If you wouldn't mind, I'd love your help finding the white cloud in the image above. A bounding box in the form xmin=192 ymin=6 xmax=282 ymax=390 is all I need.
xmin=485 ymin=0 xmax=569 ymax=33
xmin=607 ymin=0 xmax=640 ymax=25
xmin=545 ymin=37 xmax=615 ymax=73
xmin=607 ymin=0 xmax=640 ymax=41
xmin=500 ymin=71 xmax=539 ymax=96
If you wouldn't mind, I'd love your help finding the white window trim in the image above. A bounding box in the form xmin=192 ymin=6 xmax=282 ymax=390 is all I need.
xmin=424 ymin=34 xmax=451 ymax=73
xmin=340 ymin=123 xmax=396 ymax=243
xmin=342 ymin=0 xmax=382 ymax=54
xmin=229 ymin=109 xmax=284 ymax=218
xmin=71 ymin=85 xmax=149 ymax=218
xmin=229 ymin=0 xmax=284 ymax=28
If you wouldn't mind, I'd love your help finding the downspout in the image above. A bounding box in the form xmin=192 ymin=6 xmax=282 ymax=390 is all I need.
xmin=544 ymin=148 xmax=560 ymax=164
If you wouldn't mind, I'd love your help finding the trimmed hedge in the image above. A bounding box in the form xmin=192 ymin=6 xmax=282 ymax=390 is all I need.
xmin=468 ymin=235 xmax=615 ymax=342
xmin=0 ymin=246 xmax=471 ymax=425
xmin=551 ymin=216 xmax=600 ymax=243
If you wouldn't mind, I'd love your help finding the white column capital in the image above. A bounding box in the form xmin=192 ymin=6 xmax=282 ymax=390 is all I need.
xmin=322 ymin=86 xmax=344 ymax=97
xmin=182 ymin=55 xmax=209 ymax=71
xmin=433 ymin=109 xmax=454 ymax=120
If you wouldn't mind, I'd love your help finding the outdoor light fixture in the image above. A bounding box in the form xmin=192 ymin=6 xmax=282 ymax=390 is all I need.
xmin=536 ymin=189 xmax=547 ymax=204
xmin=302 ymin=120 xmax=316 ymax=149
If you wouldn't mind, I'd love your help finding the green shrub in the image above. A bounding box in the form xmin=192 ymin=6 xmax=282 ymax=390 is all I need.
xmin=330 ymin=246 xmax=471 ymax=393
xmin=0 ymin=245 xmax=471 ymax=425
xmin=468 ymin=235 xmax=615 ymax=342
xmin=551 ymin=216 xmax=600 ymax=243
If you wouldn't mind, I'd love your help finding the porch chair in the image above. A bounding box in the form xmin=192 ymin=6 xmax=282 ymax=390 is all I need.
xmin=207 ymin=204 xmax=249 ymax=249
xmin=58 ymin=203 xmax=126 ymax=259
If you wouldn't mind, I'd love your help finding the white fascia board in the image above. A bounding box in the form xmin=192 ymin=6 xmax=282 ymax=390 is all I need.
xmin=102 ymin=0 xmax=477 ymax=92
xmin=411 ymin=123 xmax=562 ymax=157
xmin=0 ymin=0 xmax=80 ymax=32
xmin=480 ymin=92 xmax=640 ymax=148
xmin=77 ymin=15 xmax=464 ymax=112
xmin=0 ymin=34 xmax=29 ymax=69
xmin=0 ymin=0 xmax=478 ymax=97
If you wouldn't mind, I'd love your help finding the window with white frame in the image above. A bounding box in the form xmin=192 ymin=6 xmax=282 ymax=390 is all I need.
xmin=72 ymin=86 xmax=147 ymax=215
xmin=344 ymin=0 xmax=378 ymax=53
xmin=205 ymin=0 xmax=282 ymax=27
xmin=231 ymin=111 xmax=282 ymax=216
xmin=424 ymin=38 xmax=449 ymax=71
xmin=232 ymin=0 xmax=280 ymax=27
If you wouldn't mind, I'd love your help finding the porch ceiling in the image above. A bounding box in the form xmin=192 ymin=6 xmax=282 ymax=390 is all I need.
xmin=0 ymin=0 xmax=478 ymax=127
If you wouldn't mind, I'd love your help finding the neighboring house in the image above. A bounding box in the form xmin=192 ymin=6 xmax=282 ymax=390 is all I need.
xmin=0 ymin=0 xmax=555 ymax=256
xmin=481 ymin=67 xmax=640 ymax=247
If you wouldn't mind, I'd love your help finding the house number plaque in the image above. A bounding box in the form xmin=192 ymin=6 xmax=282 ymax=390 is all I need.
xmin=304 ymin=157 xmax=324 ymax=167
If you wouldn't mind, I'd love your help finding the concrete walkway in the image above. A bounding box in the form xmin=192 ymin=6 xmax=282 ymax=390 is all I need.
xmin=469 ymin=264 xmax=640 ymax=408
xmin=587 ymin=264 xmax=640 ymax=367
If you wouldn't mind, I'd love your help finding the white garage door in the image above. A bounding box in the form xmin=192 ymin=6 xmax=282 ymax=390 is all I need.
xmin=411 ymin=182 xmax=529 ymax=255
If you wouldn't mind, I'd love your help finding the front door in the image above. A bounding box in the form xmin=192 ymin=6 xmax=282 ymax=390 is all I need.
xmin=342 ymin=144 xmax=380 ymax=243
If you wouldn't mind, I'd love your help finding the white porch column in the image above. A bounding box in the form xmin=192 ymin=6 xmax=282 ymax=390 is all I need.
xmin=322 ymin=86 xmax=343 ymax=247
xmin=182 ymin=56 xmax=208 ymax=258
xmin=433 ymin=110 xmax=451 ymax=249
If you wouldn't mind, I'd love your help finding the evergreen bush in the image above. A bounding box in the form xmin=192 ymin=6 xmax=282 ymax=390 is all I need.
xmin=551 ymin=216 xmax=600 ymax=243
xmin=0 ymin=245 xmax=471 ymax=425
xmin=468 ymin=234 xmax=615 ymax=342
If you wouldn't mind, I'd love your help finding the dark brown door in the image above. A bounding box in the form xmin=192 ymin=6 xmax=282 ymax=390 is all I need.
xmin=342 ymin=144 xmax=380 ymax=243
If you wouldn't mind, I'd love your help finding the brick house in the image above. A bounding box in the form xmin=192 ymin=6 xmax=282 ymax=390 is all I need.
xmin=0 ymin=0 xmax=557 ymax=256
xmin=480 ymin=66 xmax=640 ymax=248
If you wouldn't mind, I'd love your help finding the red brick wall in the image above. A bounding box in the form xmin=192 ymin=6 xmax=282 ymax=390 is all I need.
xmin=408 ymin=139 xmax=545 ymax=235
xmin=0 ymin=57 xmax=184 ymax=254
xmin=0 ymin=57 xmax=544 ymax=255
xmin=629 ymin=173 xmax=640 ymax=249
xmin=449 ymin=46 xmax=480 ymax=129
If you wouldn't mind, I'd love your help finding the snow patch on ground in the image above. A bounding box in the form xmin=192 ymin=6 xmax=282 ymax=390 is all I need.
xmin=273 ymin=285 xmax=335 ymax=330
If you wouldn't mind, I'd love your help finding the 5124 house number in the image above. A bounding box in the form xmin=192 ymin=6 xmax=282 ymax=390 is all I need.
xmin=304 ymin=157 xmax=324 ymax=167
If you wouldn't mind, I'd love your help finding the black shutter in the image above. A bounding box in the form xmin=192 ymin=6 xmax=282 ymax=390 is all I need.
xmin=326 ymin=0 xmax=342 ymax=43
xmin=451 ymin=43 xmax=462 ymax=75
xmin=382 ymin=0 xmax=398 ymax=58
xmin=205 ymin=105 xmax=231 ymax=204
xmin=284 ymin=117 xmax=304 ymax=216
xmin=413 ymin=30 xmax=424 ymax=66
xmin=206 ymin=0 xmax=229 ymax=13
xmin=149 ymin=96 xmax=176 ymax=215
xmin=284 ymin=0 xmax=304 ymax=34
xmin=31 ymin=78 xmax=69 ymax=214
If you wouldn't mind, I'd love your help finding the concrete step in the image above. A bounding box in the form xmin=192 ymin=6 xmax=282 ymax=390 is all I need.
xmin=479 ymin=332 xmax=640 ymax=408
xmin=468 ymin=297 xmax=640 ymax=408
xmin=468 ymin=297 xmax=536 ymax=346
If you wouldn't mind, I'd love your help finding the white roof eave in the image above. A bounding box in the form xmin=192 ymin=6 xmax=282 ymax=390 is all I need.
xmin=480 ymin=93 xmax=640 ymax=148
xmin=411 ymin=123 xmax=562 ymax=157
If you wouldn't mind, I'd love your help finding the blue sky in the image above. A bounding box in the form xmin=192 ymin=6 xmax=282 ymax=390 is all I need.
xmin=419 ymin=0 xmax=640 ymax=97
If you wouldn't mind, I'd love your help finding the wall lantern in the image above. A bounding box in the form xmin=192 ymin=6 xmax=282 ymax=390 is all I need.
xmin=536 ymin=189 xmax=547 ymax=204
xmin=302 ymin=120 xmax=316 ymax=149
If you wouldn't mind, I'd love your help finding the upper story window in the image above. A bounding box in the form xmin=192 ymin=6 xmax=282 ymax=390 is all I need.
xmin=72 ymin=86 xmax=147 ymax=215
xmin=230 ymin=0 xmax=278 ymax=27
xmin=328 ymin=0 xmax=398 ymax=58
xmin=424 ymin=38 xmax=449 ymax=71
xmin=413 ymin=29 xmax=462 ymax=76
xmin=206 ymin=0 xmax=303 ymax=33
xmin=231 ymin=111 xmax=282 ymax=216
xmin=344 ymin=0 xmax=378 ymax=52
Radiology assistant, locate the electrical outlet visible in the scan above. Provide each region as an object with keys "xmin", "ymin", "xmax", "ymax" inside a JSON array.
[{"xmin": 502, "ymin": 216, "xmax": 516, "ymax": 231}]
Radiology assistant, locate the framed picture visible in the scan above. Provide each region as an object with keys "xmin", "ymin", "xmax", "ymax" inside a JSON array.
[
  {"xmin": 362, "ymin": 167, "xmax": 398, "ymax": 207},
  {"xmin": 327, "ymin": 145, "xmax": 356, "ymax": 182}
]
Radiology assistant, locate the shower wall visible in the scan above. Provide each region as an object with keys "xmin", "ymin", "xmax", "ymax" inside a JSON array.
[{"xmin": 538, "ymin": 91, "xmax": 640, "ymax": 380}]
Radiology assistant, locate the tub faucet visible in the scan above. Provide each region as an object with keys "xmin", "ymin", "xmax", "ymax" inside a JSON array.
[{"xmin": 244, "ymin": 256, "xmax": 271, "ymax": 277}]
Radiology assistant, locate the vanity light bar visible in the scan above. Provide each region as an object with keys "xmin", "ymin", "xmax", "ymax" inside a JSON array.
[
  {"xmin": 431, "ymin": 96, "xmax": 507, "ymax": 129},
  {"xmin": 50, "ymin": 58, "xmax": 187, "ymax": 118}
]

————

Select every line of the records that contains the word "assistant", and copy each one unchanged.

Radiology assistant, locate the electrical outlet visible in the scan above. Provide each region as an object with keys "xmin", "ymin", "xmax", "ymax" inside a JSON array.
Radiology assistant, locate the framed picture visible in the scan above. Provide each region as an object with keys "xmin", "ymin", "xmax", "ymax" inside a JSON array.
Radiology assistant, locate the shower wall visible in the scan above. Provide each region as an object with keys "xmin", "ymin", "xmax", "ymax" inside a JSON array.
Radiology assistant, locate the tub faucet visible in the scan above. Provide each region as an object with keys "xmin", "ymin", "xmax", "ymax" inside a JSON array.
Radiology assistant, locate the vanity light bar visible in the scan above. Provide each region as an object with keys "xmin", "ymin", "xmax", "ymax" inside a JSON array.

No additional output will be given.